* Task to complete: Find every line in the data below that contains the word "striped", and copy each of those lines.

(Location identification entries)
----
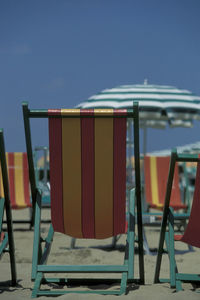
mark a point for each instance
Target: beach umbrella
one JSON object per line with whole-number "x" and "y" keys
{"x": 159, "y": 105}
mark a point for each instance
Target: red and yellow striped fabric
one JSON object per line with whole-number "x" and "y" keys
{"x": 156, "y": 174}
{"x": 88, "y": 172}
{"x": 18, "y": 176}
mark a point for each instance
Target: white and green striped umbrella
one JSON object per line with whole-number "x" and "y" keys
{"x": 158, "y": 104}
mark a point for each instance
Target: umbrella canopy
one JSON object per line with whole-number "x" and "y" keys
{"x": 158, "y": 104}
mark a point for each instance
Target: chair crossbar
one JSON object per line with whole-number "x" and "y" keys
{"x": 82, "y": 268}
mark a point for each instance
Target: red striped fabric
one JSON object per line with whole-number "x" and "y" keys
{"x": 87, "y": 175}
{"x": 119, "y": 174}
{"x": 87, "y": 168}
{"x": 26, "y": 181}
{"x": 160, "y": 183}
{"x": 147, "y": 176}
{"x": 191, "y": 235}
{"x": 55, "y": 145}
{"x": 11, "y": 175}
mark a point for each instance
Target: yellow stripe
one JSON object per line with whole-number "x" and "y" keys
{"x": 154, "y": 181}
{"x": 19, "y": 180}
{"x": 71, "y": 152}
{"x": 67, "y": 112}
{"x": 103, "y": 177}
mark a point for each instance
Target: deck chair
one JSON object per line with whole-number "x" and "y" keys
{"x": 6, "y": 238}
{"x": 18, "y": 176}
{"x": 88, "y": 191}
{"x": 156, "y": 169}
{"x": 191, "y": 234}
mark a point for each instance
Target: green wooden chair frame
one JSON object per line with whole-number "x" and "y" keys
{"x": 7, "y": 241}
{"x": 39, "y": 267}
{"x": 167, "y": 232}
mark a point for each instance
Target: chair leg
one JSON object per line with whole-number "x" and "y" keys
{"x": 73, "y": 243}
{"x": 37, "y": 284}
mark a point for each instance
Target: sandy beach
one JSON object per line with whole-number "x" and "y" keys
{"x": 94, "y": 252}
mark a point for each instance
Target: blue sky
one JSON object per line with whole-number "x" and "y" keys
{"x": 57, "y": 53}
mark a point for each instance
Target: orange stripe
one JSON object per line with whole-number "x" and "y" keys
{"x": 71, "y": 149}
{"x": 19, "y": 180}
{"x": 103, "y": 177}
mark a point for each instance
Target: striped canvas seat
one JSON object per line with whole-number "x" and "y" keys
{"x": 88, "y": 193}
{"x": 156, "y": 171}
{"x": 18, "y": 175}
{"x": 88, "y": 174}
{"x": 6, "y": 232}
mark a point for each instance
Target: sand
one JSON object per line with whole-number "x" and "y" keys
{"x": 97, "y": 252}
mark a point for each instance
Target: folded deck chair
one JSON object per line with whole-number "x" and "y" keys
{"x": 18, "y": 176}
{"x": 6, "y": 238}
{"x": 88, "y": 191}
{"x": 191, "y": 235}
{"x": 156, "y": 169}
{"x": 155, "y": 174}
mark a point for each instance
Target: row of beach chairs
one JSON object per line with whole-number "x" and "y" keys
{"x": 88, "y": 197}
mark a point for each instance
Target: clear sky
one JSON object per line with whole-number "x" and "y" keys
{"x": 57, "y": 53}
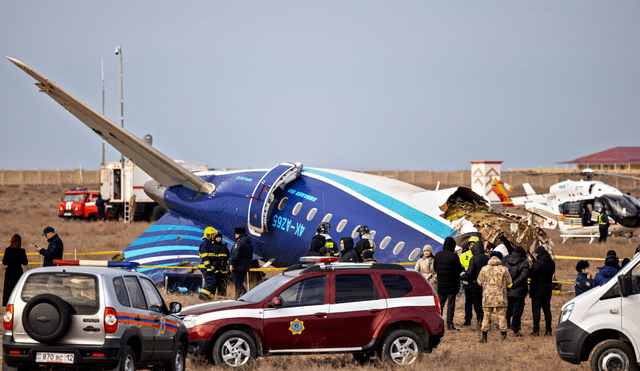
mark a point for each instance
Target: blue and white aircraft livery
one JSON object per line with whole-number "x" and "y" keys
{"x": 280, "y": 207}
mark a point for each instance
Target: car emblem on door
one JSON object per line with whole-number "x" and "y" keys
{"x": 296, "y": 327}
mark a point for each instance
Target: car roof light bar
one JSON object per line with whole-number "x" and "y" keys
{"x": 96, "y": 263}
{"x": 318, "y": 259}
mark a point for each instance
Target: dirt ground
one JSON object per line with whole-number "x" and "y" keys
{"x": 27, "y": 210}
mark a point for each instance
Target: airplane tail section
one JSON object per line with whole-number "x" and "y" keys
{"x": 160, "y": 167}
{"x": 528, "y": 189}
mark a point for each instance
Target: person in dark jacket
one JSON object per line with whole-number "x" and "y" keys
{"x": 448, "y": 268}
{"x": 317, "y": 242}
{"x": 332, "y": 248}
{"x": 206, "y": 267}
{"x": 603, "y": 225}
{"x": 14, "y": 258}
{"x": 608, "y": 271}
{"x": 476, "y": 263}
{"x": 584, "y": 282}
{"x": 54, "y": 250}
{"x": 365, "y": 243}
{"x": 541, "y": 274}
{"x": 220, "y": 261}
{"x": 240, "y": 260}
{"x": 101, "y": 208}
{"x": 518, "y": 267}
{"x": 348, "y": 254}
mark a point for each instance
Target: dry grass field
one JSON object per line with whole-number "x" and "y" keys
{"x": 28, "y": 210}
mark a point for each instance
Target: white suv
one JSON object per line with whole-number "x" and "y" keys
{"x": 602, "y": 325}
{"x": 96, "y": 318}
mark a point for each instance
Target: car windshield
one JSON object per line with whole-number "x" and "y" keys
{"x": 265, "y": 289}
{"x": 79, "y": 197}
{"x": 78, "y": 289}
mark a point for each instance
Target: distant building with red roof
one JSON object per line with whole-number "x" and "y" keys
{"x": 618, "y": 158}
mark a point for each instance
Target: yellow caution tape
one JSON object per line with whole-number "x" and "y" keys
{"x": 576, "y": 258}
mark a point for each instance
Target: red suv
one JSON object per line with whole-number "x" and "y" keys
{"x": 360, "y": 308}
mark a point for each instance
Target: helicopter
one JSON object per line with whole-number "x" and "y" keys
{"x": 574, "y": 206}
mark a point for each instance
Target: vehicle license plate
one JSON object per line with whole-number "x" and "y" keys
{"x": 54, "y": 357}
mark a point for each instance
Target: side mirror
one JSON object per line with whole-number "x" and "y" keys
{"x": 175, "y": 307}
{"x": 624, "y": 283}
{"x": 275, "y": 302}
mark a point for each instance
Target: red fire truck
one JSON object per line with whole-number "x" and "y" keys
{"x": 79, "y": 203}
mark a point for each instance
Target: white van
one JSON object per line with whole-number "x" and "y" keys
{"x": 603, "y": 324}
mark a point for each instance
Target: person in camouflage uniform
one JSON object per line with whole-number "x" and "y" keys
{"x": 494, "y": 279}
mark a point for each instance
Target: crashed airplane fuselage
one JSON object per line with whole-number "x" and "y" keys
{"x": 280, "y": 207}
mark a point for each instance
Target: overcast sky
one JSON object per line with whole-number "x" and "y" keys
{"x": 358, "y": 85}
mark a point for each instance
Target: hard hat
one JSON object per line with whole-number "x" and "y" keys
{"x": 209, "y": 232}
{"x": 324, "y": 227}
{"x": 363, "y": 229}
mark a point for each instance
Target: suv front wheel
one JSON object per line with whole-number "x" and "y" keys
{"x": 177, "y": 362}
{"x": 402, "y": 347}
{"x": 613, "y": 355}
{"x": 234, "y": 349}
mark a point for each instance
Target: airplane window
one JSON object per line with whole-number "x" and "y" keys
{"x": 385, "y": 242}
{"x": 341, "y": 225}
{"x": 415, "y": 253}
{"x": 282, "y": 203}
{"x": 296, "y": 209}
{"x": 312, "y": 213}
{"x": 398, "y": 248}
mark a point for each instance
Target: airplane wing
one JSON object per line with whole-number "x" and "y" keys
{"x": 160, "y": 167}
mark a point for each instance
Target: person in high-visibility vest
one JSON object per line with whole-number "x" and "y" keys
{"x": 220, "y": 261}
{"x": 206, "y": 267}
{"x": 465, "y": 257}
{"x": 603, "y": 224}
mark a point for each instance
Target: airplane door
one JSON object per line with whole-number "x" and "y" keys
{"x": 263, "y": 196}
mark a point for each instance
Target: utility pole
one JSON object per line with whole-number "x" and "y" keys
{"x": 125, "y": 193}
{"x": 102, "y": 64}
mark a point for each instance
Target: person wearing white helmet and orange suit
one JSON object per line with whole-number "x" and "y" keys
{"x": 206, "y": 266}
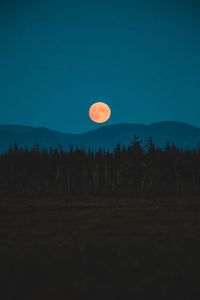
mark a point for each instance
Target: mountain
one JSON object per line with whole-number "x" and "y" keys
{"x": 106, "y": 137}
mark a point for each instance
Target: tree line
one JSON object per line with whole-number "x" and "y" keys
{"x": 133, "y": 171}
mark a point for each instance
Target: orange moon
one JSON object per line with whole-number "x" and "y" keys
{"x": 99, "y": 112}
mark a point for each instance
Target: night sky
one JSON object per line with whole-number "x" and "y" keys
{"x": 58, "y": 57}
----
* Result below:
Target: red and yellow striped fabric
Target: white and green striped umbrella
Target: red striped fabric
Target: striped canvas seat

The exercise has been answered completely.